**Instruction**
Reproduce the lines from the line containing "find the light" to the line containing "left=2, top=261, right=640, bottom=480", including both of those lines, and give only these.

===== Materials provided

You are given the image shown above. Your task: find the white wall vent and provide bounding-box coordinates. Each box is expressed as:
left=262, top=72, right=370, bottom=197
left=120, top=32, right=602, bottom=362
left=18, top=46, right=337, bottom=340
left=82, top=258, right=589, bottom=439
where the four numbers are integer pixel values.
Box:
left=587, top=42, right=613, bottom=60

==========
===== Materials provided

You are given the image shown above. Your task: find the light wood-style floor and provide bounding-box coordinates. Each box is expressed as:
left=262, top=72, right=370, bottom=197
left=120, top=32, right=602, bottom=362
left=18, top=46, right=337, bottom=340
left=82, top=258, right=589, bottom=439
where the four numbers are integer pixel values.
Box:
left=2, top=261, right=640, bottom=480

==========

**The result**
You are given the image shown above. Your task: find the light wood-style floor and provide bounding-box coordinates. Each box is expressed as:
left=262, top=72, right=370, bottom=197
left=120, top=32, right=602, bottom=362
left=18, top=46, right=337, bottom=340
left=82, top=258, right=589, bottom=439
where the four numbers are integer pixel values.
Box:
left=2, top=261, right=640, bottom=480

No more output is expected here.